--- START ---

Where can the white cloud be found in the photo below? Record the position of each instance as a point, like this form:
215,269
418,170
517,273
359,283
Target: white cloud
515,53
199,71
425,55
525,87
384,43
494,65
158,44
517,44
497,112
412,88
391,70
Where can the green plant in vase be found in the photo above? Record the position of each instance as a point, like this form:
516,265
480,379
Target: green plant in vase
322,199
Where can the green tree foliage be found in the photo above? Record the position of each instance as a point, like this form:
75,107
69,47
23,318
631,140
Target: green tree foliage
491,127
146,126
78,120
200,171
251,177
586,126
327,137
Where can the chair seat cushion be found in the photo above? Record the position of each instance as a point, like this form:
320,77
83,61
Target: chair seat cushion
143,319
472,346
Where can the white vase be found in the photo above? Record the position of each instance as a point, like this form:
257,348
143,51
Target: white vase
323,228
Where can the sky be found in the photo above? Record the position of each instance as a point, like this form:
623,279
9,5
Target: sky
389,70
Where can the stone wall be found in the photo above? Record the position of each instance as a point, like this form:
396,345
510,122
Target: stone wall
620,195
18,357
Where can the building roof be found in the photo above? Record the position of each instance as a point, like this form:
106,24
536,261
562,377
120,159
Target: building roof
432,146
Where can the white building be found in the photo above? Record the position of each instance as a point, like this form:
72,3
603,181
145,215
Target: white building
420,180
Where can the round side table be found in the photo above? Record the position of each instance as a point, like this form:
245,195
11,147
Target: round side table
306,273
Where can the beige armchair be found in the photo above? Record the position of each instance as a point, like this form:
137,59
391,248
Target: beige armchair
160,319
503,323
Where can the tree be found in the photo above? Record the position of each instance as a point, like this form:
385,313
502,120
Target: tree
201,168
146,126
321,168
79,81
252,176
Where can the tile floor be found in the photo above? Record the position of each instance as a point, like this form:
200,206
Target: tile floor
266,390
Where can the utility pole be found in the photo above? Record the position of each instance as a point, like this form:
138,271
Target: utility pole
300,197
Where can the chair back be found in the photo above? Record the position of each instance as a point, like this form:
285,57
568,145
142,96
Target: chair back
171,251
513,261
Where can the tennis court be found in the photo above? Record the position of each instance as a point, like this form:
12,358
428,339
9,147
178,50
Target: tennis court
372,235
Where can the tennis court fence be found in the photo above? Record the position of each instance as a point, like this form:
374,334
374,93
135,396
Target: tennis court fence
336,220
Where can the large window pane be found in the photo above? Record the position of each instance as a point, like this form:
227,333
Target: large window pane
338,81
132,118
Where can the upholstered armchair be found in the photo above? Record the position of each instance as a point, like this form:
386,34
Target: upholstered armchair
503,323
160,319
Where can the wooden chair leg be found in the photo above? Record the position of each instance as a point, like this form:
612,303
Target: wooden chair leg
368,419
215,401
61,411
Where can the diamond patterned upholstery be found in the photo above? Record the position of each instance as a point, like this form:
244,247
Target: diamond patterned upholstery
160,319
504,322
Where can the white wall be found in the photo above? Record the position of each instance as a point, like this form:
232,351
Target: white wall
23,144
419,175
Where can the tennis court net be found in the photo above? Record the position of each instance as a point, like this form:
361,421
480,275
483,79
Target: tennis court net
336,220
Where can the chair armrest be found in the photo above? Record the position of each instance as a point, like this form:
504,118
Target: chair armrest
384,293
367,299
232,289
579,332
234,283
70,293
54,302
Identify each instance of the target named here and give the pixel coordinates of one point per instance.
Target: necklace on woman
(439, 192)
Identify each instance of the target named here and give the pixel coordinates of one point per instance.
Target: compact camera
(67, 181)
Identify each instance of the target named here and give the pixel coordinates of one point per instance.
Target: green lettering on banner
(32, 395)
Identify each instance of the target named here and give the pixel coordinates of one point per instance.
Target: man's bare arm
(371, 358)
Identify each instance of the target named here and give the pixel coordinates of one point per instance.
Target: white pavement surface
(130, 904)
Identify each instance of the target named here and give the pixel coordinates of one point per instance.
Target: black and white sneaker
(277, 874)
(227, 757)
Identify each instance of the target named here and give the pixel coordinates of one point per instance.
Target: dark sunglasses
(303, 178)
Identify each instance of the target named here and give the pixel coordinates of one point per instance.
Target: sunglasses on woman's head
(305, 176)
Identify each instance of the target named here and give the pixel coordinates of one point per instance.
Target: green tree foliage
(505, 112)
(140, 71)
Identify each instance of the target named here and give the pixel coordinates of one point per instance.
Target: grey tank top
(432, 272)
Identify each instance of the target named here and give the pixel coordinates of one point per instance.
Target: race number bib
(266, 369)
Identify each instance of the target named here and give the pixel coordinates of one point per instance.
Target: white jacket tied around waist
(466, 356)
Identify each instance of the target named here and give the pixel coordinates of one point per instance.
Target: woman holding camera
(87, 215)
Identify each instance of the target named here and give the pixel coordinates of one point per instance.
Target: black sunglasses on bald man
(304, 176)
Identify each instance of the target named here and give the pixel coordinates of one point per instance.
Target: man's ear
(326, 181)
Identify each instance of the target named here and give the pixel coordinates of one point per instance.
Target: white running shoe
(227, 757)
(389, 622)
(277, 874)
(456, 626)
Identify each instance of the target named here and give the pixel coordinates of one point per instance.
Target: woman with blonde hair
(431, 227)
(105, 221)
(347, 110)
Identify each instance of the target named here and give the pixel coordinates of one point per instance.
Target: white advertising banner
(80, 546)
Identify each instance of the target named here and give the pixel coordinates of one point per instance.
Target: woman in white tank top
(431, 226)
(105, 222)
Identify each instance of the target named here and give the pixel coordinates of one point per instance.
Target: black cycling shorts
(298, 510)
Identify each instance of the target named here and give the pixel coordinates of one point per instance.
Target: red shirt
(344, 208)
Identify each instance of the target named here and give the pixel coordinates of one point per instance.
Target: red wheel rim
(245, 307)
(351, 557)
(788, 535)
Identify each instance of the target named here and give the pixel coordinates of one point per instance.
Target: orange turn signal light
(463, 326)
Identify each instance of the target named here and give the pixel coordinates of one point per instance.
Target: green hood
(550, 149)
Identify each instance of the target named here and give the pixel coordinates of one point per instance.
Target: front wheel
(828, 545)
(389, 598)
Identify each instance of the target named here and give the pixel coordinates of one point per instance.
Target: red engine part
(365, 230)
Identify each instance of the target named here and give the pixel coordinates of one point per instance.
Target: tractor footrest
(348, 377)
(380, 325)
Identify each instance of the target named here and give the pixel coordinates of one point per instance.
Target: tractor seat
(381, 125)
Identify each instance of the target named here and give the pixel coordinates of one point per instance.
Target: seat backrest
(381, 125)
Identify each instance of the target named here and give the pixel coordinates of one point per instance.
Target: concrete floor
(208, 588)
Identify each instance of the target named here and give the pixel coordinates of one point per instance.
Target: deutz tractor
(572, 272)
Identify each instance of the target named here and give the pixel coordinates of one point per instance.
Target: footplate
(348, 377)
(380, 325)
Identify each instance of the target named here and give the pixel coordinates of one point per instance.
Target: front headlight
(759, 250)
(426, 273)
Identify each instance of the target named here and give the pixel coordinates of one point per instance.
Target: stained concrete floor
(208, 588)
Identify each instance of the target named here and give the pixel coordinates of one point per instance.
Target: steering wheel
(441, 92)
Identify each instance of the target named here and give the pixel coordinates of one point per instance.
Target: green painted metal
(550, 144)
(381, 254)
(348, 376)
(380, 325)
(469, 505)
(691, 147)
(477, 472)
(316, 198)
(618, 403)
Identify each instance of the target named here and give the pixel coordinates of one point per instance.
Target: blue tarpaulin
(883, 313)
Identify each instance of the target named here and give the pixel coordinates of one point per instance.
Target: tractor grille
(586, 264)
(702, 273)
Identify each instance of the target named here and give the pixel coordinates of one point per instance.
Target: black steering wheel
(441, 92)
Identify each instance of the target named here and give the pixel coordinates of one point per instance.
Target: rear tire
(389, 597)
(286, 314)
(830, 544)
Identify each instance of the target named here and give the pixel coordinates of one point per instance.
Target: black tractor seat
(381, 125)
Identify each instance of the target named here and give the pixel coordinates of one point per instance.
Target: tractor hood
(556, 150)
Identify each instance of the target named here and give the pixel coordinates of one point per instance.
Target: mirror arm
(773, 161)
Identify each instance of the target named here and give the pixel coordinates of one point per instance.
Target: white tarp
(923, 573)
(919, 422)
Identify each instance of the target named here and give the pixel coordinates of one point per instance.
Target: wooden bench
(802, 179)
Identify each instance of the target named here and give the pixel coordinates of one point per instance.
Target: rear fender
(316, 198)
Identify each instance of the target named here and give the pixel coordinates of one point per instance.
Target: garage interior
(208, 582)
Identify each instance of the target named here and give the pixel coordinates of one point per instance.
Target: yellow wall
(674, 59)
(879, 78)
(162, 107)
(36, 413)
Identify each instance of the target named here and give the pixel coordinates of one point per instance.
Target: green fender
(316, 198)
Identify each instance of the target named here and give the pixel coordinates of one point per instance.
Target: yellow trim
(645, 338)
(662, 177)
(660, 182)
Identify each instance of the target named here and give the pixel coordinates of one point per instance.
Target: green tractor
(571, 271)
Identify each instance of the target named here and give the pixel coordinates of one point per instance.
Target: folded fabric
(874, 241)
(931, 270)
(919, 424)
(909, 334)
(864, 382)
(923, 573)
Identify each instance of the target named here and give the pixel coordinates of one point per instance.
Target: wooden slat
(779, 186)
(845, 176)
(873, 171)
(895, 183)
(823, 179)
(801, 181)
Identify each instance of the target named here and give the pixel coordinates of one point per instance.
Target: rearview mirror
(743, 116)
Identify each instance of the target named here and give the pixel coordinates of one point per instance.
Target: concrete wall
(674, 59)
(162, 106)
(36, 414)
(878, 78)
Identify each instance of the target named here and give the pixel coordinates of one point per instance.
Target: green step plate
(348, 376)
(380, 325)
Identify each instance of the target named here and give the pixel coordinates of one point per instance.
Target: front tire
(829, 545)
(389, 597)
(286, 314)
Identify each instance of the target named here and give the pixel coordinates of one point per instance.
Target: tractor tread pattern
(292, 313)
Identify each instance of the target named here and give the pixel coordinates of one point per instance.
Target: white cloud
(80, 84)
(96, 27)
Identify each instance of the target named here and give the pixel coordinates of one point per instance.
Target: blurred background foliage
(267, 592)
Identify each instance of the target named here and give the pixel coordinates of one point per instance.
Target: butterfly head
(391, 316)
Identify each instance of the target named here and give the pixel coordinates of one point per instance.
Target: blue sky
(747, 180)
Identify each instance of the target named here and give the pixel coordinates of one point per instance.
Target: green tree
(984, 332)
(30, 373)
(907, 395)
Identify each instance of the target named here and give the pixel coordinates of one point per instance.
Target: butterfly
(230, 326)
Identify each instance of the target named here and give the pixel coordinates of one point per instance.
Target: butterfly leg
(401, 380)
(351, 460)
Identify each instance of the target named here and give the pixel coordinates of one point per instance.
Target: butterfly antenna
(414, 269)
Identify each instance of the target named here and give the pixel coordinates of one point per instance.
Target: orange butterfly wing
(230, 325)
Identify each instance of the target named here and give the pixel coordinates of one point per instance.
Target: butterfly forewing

--- END ---

Goal: Enumerate each line of the data above in which the word "concrete" appears, reproducing every such line in full.

Written solution:
Target: concrete floor
Target: stained concrete floor
Target: concrete wall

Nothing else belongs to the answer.